> **PROBLEM DETAILS**
Retype the data below line for line, without any changes, and leave out the pictures.
──────── TASK INPUTS ────────
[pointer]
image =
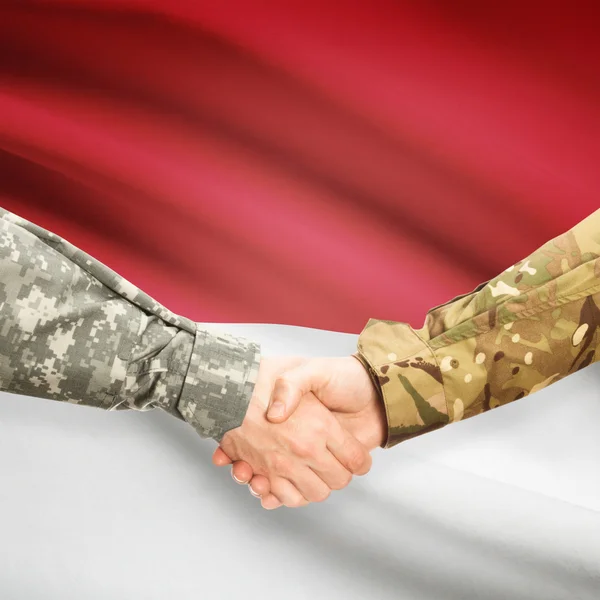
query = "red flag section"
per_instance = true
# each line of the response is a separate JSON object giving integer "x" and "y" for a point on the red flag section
{"x": 310, "y": 163}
────────
> **TASK ANSWER**
[pointer]
image =
query = "red flag section"
per_instance = true
# each line of the response is a separate JSON object giving integer "x" and "y" for a point on the red flag section
{"x": 310, "y": 163}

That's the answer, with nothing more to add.